[start]

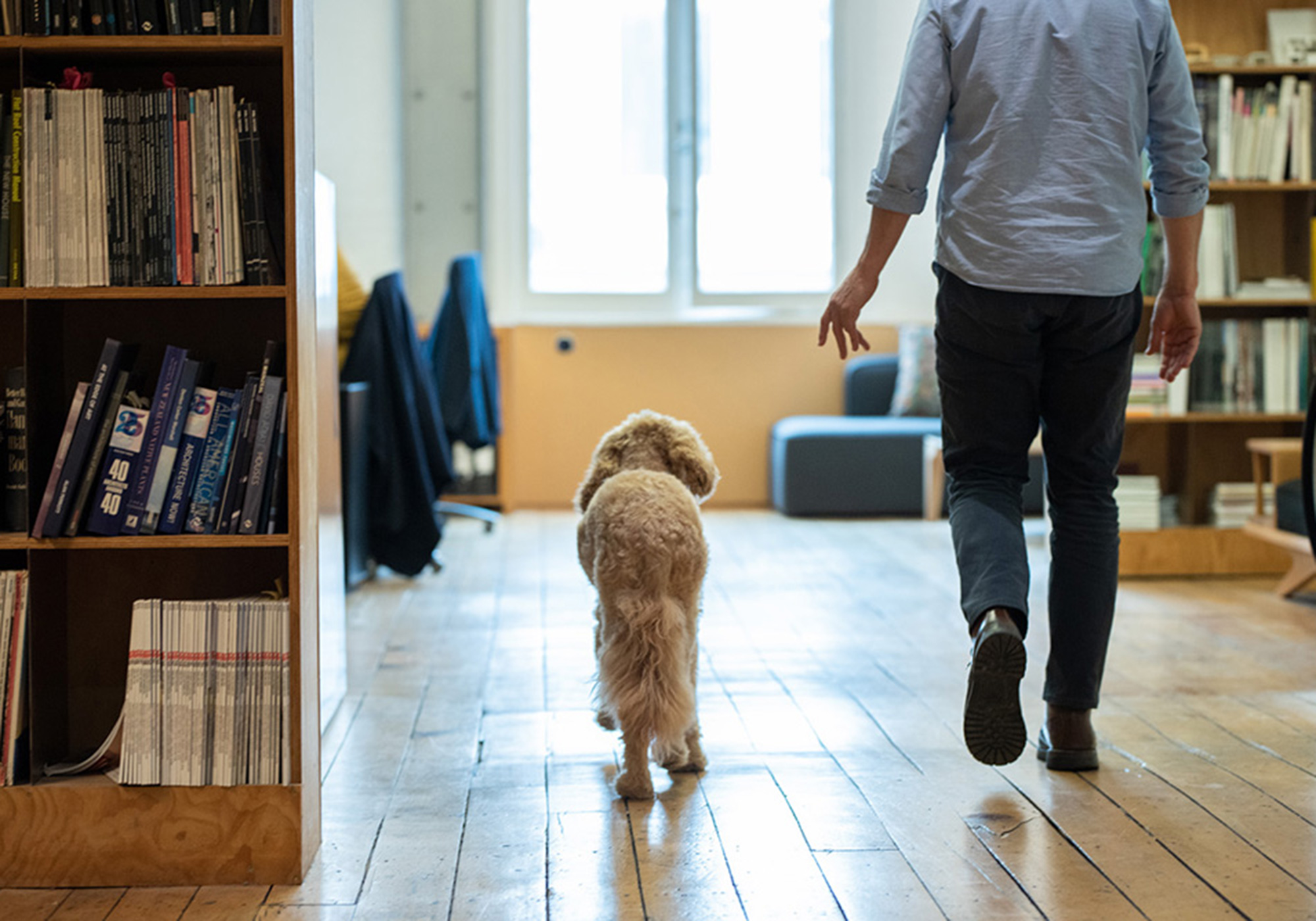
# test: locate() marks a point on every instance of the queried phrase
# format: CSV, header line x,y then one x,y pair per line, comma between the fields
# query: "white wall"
x,y
443,143
360,128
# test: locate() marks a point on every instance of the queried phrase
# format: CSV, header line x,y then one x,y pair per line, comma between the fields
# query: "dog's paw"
x,y
635,786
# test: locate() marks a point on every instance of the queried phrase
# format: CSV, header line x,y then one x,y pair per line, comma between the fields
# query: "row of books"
x,y
207,698
1257,134
14,628
140,18
14,451
136,189
1243,366
198,460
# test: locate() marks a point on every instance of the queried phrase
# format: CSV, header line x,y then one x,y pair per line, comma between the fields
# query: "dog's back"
x,y
643,545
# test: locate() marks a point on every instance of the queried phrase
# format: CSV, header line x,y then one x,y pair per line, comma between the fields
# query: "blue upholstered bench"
x,y
864,462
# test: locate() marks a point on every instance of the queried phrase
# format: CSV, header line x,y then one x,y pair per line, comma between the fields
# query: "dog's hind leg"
x,y
634,782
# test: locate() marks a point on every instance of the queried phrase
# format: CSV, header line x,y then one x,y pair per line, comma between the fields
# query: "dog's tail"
x,y
645,676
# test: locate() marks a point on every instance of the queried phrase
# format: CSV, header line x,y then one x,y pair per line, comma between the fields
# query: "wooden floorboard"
x,y
465,776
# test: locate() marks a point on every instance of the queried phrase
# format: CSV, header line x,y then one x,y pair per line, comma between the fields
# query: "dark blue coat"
x,y
410,459
465,360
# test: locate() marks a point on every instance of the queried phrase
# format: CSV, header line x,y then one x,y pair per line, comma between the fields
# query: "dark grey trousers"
x,y
1007,362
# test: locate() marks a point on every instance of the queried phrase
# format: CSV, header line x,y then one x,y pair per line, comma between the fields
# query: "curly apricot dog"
x,y
643,545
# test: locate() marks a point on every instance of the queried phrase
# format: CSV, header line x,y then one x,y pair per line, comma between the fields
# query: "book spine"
x,y
116,474
273,516
16,451
15,252
163,406
199,419
89,424
253,501
210,477
169,452
239,461
61,453
98,452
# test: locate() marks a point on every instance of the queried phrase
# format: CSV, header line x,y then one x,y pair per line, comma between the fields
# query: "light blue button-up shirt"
x,y
1046,107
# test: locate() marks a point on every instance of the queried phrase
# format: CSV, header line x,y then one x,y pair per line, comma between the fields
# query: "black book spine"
x,y
16,451
16,180
6,189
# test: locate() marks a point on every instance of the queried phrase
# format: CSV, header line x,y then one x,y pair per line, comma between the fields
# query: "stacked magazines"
x,y
136,189
14,626
207,699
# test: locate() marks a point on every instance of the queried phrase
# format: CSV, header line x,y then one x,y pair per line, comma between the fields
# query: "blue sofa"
x,y
865,462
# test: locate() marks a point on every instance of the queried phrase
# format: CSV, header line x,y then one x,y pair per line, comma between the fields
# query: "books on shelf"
x,y
168,468
14,441
207,699
1259,134
1252,366
141,18
1139,501
155,187
1232,505
14,723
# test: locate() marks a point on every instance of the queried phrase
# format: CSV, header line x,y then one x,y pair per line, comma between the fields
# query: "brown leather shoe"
x,y
994,723
1068,741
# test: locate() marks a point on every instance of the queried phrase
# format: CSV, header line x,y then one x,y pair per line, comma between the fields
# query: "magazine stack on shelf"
x,y
14,706
207,699
157,187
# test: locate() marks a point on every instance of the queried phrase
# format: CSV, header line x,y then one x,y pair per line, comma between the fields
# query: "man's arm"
x,y
1176,319
843,311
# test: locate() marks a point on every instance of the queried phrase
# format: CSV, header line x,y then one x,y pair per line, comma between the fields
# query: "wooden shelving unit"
x,y
1192,453
88,831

[end]

## Problem to work on
Every entry should be returned exactly as written, minus the pictures.

## Exercise solution
# test: locate() marks a point on every instance of the queried phrase
# format: CSV, header line x,y then one x,y pair per line, comma between the fields
# query: "white wall"
x,y
443,143
360,128
# test: locate() marks a point on every instance of the queried phrase
# format: CSV, header line x,y then one x,y pair per line, comma between the fields
# query: "dog's paw"
x,y
635,786
# test: locate() marks a point on every instance of the queried phrase
# format: CSV, header line x,y then one x,y pair per line, comma between the fields
# query: "row of books"
x,y
207,698
1257,134
14,628
140,18
14,451
136,189
1243,366
198,460
# test: locate() marks a point on every instance of the queried phrase
# format: CSV, header line x,y then one x,y pair per line, comma between the fields
# query: "dog's back"
x,y
643,545
# test: locate() marks a point on every instance of the queried phrase
# format: CSV, header line x,y then one x,y pair per line, comma between the fields
# query: "blue upholstered bench"
x,y
864,462
# test: locate() marks a point on every instance of the queried phrase
# format: CSV, header line x,y then one x,y pair per line, comma between the fields
# query: "dog's hind leg"
x,y
634,782
# test: locate() marks a point on every instance of the queried phrase
# format: CSV, header line x,y then one x,y pair per line, comma between the fields
# query: "dog's tail"
x,y
645,676
# test: locate() marks a point on every instance of the queried phrase
# format: CSV, header line x,y then one x,y pair per line, comma between the fields
# query: "wooden floorboard"
x,y
465,776
# test: locate() marks a point on every instance of the queried phrase
# format: CSV, header line x,y then one x,y pair per line, comma between the fields
# query: "dark blue coat"
x,y
410,459
465,360
# test: locate() marks a point on every instance of the queried phrase
# format: CSV, header line x,y then one x,y pair per line, comma between the fields
# query: "dark grey trousers"
x,y
1007,362
# test: locate() marks a point on every instance of the queried phrase
# format: CSV, header line x,y then one x,y pair per line, comma between the fields
# query: "curly apricot dog"
x,y
643,545
# test: locate() marks a point on every instance of the queried phrase
# format: CSV, header line x,y then one x,y pair per line, comma between the fields
# query: "book spine"
x,y
116,474
273,516
16,451
15,252
163,406
199,419
89,424
253,501
210,477
169,452
239,461
61,453
98,452
# test: locate() marks a point on every instance of the queried phrase
# format: CSV, header line x,y then one x,y pair per line, comma between the fields
# query: "light blue button-up shirt"
x,y
1046,107
# test: locate() marks a point on every instance of the queried phrase
# format: CSV, header line x,y then one x,y pair per line, comma between the fields
# query: "black book spine"
x,y
16,451
16,180
6,189
# test: locate() marks a point on every instance of the queried phrase
# format: CSV, header line x,y then one x,y pair per line, comma between the fields
# query: "stacked magazines"
x,y
136,189
14,626
207,699
# test: locate() marks a point on every instance of the queried phrase
# format: CSV, header line x,y then one x,y pair per line, comma between the fields
# query: "blue sofa"
x,y
865,462
# test: locate() marks a point on every instance of the queried phrase
# format: CSV, header line x,y then one x,y pair per line, comma between the fields
# query: "books on shelf"
x,y
168,468
14,441
207,699
1259,134
1252,366
141,18
1139,501
155,187
1232,505
14,723
# test: locate() marks a point on every instance of the queried phrase
# format: CSV, header line x,y then one x,y pair per line, comma between the fields
# query: "brown leather shoe"
x,y
994,723
1068,741
# test: locate() marks a point on every instance of the queried phrase
# format: CSV, header line x,y then one x,y pair per line, comma between the fields
# query: "magazine stack on shelf"
x,y
14,706
207,699
157,187
# test: locate() marks a point on every instance of the queried phrase
# format: CSV, header line x,y then one x,y pair per line, comma between the fields
# query: "man's arm"
x,y
1176,319
843,311
# test: locate() marks a point on every instance of the queried phrase
# format: CSV, header line x,y then one x,y pair per line, comma between the fields
# query: "wooden shelving unit"
x,y
1192,453
88,831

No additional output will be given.